• [EXERCISE AIM]:
Copy the records out again in full, keeping them identical.

STUDY MATERIAL section start

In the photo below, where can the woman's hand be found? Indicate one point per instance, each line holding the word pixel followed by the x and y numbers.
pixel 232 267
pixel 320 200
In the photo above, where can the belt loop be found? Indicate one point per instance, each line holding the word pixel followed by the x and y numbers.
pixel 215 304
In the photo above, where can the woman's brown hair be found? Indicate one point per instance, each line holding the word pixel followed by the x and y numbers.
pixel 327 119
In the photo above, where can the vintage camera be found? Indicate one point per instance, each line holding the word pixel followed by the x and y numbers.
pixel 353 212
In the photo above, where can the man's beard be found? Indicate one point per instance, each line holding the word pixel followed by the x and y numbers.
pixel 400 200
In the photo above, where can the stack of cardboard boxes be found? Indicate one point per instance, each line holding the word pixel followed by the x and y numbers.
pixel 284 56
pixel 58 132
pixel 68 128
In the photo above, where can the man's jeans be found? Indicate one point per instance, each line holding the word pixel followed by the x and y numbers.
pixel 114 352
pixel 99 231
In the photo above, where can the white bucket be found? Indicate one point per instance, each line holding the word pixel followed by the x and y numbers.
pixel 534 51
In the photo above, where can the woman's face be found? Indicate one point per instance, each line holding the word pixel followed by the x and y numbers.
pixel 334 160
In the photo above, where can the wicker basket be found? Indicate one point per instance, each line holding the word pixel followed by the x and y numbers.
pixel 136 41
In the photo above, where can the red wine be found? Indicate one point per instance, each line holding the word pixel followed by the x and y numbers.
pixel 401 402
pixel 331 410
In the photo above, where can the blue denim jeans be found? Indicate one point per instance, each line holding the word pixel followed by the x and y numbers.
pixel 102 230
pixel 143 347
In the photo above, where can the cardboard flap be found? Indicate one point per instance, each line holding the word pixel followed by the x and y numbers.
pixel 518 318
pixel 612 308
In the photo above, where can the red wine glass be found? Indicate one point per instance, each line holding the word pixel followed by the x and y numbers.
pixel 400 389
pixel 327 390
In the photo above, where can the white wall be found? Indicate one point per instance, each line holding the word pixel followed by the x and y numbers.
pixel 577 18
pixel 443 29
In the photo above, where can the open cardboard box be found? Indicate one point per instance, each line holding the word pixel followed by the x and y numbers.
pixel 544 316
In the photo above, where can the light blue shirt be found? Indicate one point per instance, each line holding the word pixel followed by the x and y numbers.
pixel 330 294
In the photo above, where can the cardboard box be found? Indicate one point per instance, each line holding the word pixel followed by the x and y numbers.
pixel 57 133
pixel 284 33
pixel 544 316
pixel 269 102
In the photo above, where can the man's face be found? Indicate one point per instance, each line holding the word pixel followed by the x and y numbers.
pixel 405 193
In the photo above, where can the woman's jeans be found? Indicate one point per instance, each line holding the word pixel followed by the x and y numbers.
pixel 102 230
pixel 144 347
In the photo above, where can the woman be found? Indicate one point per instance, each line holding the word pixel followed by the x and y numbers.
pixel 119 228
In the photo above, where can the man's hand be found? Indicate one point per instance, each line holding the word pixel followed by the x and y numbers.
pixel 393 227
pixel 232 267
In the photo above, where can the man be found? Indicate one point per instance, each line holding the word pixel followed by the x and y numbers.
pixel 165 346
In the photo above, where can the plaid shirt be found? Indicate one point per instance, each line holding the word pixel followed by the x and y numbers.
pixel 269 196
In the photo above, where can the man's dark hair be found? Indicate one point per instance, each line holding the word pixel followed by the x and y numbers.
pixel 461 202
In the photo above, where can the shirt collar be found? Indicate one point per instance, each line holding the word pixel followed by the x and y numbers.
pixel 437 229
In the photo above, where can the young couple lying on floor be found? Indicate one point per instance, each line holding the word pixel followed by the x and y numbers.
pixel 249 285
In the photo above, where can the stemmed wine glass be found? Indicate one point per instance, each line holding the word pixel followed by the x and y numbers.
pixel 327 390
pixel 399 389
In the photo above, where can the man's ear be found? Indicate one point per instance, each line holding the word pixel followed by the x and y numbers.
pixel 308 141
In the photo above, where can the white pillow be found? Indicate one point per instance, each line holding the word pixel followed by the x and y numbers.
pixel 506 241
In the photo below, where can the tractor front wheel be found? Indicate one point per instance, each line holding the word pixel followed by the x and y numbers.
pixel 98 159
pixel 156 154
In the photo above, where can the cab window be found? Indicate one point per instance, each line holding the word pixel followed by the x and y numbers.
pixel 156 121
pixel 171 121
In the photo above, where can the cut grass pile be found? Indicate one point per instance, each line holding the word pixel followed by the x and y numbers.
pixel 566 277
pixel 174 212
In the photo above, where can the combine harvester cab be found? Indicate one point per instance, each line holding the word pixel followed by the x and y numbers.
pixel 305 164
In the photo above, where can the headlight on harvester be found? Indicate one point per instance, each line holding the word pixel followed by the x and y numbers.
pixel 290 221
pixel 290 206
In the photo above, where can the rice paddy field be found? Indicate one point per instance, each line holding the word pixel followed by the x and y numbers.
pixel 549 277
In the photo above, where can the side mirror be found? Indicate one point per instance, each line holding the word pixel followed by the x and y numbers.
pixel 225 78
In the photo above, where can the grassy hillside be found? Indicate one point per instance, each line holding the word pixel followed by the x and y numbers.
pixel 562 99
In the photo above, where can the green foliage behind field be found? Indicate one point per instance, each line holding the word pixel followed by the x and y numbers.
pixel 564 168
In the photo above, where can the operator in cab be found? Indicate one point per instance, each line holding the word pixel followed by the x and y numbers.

STUDY MATERIAL section end

• [EXERCISE SOLUTION]:
In the photo below, where can the woman's hand be found? Indicate one point per instance, each line holding the word pixel followed by the x and y numbers.
pixel 232 267
pixel 320 200
In the photo above, where can the belt loop be found? Indicate one point per instance, each line holding the word pixel followed by the x and y numbers.
pixel 215 304
In the photo above, where can the woman's brown hair be found? Indicate one point per instance, each line holding the word pixel followed by the x and y numbers.
pixel 327 119
In the photo above, where can the vintage camera be found? Indicate one point per instance, each line holding the word pixel followed by the x and y numbers.
pixel 353 212
In the photo above, where can the man's beard be found? Indicate one point per instance, each line holding the word pixel followed by the x and y numbers.
pixel 400 200
In the photo above, where can the stack of cardboard boxes be found? Indicate one point per instance, each line holding the word pixel followed by the x and y numbers.
pixel 284 56
pixel 58 132
pixel 68 128
In the photo above, where can the man's jeans be found? Indicate one point per instance, each line holding the word pixel followed by the x and y numbers.
pixel 114 352
pixel 99 231
In the photo above, where can the white bucket be found? Indicate one point per instance, each line holding the word pixel followed by the x and y numbers.
pixel 534 51
In the photo above, where can the woman's face be found? Indicate one point per instance, each line holding the word pixel followed by the x and y numbers.
pixel 334 160
In the photo above, where can the wicker basket be found? Indicate one point per instance, each line holding the word pixel followed by the x and y numbers.
pixel 136 41
In the photo above, where can the red wine be found? Indicate one point per instance, each line holding the word pixel followed by the x and y numbers.
pixel 401 402
pixel 331 410
In the photo above, where can the blue denim jeans be found? Indicate one point per instance, each line holding the word pixel followed by the x and y numbers.
pixel 102 230
pixel 143 347
In the photo above, where can the cardboard flap be found? Indicate one point per instance, each line holding the word pixel followed by the x and y numbers.
pixel 518 318
pixel 612 308
In the photo above, where can the red wine glass be found? Indicate one point per instance, each line holding the word pixel followed by the x and y numbers.
pixel 400 389
pixel 327 390
In the photo above, where can the white wall be found? Indicate one point per instance, each line holding the word pixel followed by the x and y numbers.
pixel 577 18
pixel 443 29
In the photo above, where can the open cardboard box be found? Indicate one point per instance, each line holding the word pixel followed by the x and y numbers.
pixel 544 316
In the photo above, where can the light blue shirt be found? Indicate one point per instance, each line holding the word pixel followed by the x and y numbers.
pixel 330 294
In the photo above, where can the cardboard box be found? Indicate one point per instance, each line holding the word pixel followed by the x and y numbers.
pixel 57 133
pixel 284 33
pixel 544 316
pixel 269 102
In the photo above, where can the man's face be found? Indicate one point per instance, each line holding the word pixel followed by the x and y numbers.
pixel 405 193
In the photo above, where can the woman's jeans be found? Indicate one point per instance, each line holding the word pixel followed by the x and y numbers.
pixel 102 230
pixel 144 347
In the photo above, where can the woman be found? Indicate one point per instance, each line holding the word pixel followed by the x and y numbers.
pixel 119 228
In the photo above, where can the man's hand be found? Indicate one point per instance, each line holding the word pixel followed by the x and y numbers.
pixel 393 227
pixel 232 267
In the photo above, where can the man be found? Indicate one point per instance, each line holding the word pixel followed by the x and y numbers.
pixel 165 346
In the photo above, where can the plaid shirt be found? Indicate one point per instance, each line holding the word pixel followed by the x and y numbers.
pixel 269 196
In the photo above, where can the man's dark hair be found? Indicate one point per instance, each line holding the word pixel followed by the x and y numbers.
pixel 461 202
In the photo above, where can the shirt collar be found? Indicate one point per instance, each line holding the word pixel followed by the x and y numbers.
pixel 437 229
In the photo above, where can the young couple lying on floor be found? Indicate one point per instance, each line holding the word pixel followed by the x and y numbers.
pixel 249 285
In the photo above, where can the stemmed wine glass be found? Indicate one point per instance, each line holding the word pixel followed by the x and y numbers.
pixel 327 390
pixel 399 389
In the photo above, where can the man's ear be found? Indicate one point per instance, each line holding the word pixel followed by the x and y numbers.
pixel 308 141
In the photo above, where can the white pillow be found? Indicate one point per instance, each line holding the word pixel followed by the x and y numbers.
pixel 506 241
In the photo below, where can the tractor front wheel be found? Indicate one point per instance, each line holding the word pixel followed by the x and y numbers.
pixel 98 159
pixel 156 154
In the photo above, where can the cab window be found? Indicate one point per instance, each line holding the word pixel followed by the x and y numbers.
pixel 156 121
pixel 171 121
In the photo above, where can the cut grass pile be found? Indicate one point per instance, each line holding the word pixel followed by the x and y numbers.
pixel 566 277
pixel 174 212
In the photo above, where can the combine harvester cab be found? Indicate one point per instance, each line holding the word pixel followed by the x and y numbers.
pixel 305 164
In the photo above, where can the headlight on harvester be found? Indicate one point per instance, each line holding the word pixel followed by the x and y numbers.
pixel 290 221
pixel 290 206
In the photo above, where can the rice paddy field be found? Indicate one point per instance, each line holding the word pixel followed by the x and y numbers.
pixel 549 277
In the photo above, where can the side mirror be found? Indicate one point per instance, each line holding the word pixel followed by the x and y numbers.
pixel 225 78
In the photo above, where can the grassy hillside be found? Indicate one point per instance, each line holding the word pixel followed by the x and y numbers.
pixel 562 99
In the photo above, where can the green foliage behind field be found? Indicate one point per instance, each line holding the word pixel followed by the x and y numbers.
pixel 564 168
In the photo above, where can the operator in cab be found? Indicate one point per instance, each line holding the word pixel followed by the x and y numbers.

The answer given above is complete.